Coordinate annotation records:

========

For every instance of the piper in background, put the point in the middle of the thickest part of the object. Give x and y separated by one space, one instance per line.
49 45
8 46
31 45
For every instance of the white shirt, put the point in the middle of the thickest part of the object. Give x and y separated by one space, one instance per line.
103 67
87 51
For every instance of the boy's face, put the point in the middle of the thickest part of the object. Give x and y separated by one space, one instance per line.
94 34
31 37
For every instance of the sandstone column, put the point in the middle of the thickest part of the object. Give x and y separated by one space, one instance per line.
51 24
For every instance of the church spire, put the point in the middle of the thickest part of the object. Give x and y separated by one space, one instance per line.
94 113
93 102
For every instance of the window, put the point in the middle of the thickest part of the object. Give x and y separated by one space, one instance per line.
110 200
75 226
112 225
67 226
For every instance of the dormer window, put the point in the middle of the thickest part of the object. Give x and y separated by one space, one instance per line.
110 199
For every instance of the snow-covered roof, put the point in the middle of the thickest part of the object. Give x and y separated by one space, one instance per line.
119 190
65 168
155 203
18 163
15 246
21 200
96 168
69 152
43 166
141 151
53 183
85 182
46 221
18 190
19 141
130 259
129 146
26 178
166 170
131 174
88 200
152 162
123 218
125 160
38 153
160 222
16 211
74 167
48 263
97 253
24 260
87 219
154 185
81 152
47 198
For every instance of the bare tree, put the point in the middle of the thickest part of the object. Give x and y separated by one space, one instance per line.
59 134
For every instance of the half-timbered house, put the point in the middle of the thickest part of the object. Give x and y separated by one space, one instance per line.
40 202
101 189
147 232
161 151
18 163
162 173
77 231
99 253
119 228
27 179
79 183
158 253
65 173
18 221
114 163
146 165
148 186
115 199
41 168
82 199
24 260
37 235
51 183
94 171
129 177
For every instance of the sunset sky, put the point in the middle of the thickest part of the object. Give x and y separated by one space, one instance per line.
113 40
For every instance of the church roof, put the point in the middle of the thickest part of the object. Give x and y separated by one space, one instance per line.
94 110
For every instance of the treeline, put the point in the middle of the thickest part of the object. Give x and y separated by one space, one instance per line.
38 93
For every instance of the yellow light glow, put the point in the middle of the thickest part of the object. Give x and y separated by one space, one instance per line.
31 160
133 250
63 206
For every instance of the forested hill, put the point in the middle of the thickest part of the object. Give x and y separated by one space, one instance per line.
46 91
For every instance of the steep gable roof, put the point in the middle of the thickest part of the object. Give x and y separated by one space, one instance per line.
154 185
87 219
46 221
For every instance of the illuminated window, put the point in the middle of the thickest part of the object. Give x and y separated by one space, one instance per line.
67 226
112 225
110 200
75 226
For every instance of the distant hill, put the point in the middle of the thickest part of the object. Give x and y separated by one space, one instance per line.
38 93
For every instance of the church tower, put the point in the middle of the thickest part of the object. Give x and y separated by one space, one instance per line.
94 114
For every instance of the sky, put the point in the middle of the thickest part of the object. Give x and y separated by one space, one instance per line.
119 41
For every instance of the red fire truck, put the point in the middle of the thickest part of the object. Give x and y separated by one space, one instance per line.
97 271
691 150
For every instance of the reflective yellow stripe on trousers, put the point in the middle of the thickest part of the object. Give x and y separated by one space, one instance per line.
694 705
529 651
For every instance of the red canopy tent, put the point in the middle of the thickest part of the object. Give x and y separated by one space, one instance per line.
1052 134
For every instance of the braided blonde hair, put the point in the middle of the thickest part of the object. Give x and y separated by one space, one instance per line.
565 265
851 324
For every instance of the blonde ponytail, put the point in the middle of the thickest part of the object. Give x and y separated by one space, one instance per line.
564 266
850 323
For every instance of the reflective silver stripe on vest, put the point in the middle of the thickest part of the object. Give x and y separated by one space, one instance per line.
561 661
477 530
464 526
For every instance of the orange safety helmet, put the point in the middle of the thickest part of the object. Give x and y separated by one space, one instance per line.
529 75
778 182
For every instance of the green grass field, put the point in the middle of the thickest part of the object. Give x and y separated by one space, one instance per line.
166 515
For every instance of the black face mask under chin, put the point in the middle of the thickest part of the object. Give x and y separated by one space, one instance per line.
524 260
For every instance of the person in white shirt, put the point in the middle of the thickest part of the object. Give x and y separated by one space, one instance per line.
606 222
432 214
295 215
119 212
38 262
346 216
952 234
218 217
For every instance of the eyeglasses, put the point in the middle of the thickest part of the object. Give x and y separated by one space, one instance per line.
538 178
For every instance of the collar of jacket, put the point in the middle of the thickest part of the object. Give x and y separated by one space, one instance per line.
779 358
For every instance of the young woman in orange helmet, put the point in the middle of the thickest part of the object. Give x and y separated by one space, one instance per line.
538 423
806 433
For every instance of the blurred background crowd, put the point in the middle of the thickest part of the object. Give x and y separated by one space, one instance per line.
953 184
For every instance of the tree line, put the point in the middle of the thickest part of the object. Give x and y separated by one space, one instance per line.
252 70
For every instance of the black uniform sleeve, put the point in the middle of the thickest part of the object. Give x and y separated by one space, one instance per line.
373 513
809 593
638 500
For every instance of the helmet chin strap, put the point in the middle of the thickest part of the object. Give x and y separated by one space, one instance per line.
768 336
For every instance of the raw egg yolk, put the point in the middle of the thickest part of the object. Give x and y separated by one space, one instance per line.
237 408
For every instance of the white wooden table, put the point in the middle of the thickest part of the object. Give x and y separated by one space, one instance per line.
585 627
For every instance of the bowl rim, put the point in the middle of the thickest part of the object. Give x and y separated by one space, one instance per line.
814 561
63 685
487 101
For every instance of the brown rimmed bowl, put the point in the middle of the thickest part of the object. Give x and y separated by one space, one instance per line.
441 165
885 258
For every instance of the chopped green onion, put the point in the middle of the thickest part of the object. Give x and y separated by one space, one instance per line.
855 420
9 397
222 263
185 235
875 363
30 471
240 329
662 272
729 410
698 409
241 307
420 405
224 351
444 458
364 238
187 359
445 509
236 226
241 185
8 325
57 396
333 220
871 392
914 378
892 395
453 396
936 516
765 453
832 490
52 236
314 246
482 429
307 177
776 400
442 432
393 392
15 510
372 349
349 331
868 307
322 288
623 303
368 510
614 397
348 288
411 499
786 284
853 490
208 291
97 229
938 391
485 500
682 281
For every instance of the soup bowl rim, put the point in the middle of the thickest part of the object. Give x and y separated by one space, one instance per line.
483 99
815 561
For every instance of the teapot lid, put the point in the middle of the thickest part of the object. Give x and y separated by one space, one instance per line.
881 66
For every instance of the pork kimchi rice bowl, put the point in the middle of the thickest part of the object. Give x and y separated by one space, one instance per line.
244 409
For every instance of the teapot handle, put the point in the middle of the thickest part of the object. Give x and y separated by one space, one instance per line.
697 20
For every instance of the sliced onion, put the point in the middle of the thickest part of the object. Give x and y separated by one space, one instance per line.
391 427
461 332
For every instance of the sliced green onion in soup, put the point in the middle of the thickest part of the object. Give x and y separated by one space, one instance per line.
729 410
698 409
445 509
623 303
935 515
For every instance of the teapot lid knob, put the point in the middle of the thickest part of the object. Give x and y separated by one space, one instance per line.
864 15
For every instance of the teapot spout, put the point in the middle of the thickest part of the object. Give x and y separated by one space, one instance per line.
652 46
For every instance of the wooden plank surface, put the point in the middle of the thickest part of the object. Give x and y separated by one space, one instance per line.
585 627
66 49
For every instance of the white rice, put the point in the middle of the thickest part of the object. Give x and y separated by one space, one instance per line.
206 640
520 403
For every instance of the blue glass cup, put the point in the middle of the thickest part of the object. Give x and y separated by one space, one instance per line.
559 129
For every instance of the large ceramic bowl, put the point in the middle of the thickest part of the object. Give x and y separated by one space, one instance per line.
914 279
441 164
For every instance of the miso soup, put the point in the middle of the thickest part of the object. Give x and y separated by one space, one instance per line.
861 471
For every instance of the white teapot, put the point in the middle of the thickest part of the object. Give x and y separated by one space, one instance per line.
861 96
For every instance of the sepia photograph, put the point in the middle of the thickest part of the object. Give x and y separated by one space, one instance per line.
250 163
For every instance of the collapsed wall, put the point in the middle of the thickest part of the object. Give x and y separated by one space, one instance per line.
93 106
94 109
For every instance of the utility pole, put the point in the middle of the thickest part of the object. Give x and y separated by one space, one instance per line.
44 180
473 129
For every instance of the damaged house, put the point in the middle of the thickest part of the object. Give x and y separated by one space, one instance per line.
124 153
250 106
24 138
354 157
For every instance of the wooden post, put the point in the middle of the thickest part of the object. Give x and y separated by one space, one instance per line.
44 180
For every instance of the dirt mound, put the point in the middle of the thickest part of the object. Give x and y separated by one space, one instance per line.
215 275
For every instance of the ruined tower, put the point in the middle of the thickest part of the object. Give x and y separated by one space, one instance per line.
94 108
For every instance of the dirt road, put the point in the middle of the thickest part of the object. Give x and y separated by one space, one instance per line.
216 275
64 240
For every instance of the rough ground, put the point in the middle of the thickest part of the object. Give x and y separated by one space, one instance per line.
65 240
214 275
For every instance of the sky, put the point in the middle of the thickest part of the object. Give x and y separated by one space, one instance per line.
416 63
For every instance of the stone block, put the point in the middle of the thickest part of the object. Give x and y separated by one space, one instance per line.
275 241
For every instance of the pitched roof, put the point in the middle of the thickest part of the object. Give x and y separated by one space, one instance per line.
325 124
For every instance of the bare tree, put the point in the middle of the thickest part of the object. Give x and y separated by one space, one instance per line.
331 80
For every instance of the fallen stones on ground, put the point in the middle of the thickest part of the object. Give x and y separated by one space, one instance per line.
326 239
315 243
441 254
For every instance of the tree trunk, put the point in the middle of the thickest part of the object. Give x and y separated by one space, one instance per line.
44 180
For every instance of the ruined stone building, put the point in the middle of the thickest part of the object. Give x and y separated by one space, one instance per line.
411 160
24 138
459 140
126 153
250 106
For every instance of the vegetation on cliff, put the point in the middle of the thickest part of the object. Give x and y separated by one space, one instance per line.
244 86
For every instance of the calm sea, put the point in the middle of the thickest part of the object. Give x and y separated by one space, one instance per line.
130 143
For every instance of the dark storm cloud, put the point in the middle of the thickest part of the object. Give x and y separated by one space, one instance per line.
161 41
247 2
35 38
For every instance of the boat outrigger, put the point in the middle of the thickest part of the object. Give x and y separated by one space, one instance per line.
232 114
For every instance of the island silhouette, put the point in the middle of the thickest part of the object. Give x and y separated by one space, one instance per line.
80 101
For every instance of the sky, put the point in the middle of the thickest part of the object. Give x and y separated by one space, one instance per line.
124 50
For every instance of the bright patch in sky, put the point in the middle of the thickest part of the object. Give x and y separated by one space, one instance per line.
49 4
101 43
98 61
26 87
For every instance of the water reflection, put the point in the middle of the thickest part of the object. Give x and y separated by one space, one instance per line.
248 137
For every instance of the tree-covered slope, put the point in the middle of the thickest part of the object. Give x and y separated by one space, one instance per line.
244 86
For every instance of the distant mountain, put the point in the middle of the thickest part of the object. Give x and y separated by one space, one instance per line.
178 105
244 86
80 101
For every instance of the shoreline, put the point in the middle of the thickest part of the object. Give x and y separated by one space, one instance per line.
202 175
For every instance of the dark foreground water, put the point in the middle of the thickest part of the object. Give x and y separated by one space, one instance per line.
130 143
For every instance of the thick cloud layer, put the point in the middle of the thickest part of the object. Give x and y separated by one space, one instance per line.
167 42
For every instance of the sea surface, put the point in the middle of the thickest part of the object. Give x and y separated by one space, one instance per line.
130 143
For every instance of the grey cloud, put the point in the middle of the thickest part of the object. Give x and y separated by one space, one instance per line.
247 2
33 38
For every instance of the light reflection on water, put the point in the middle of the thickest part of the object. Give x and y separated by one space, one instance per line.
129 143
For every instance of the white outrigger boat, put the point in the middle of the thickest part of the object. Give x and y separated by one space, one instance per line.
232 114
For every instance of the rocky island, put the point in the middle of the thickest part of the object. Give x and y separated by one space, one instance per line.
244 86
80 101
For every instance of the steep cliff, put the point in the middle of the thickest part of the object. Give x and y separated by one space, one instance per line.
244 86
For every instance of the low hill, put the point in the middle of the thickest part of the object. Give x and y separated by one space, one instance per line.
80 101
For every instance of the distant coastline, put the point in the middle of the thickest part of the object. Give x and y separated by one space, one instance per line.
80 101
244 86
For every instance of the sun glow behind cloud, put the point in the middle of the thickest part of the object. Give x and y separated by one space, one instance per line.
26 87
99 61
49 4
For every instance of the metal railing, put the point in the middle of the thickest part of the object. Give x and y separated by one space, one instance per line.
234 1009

========

GIVEN EXERCISE: The line containing "For every instance of the white outrigger" marks the start; retype it and each line after it through the end of the records above, exactly.

REPLY TO THE EXERCISE:
For every instance of the white outrigger boat, put the point in the middle of the thickest part of the object. Give x and y separated by one space, one instance per line.
232 114
For every instance of the rocky island, put the point in the middle of the thickest part of the object. Give x and y separated by one space, one instance per line.
244 86
80 101
For every instance of the steep cliff, put the point in the middle of the thickest part of the object. Give x and y separated by one space, one instance per line.
244 86
For every instance of the low hill, put the point in the middle of the thickest part of the object. Give x and y separated by one space, one instance per line.
80 101
For every instance of the distant coastline, put the point in the middle of the thickest part of the object. Give x and y separated by one space, one instance per line.
80 101
244 86
For every instance of the sun glow behind cloud, put the point in the middle of the thickest part of the object. Give x and y separated by one space, one instance per line.
26 87
99 61
49 4
For every instance of the metal railing, put the point in the middle of the thickest part of the object. Give x and y separated by one space, one instance per line.
234 1009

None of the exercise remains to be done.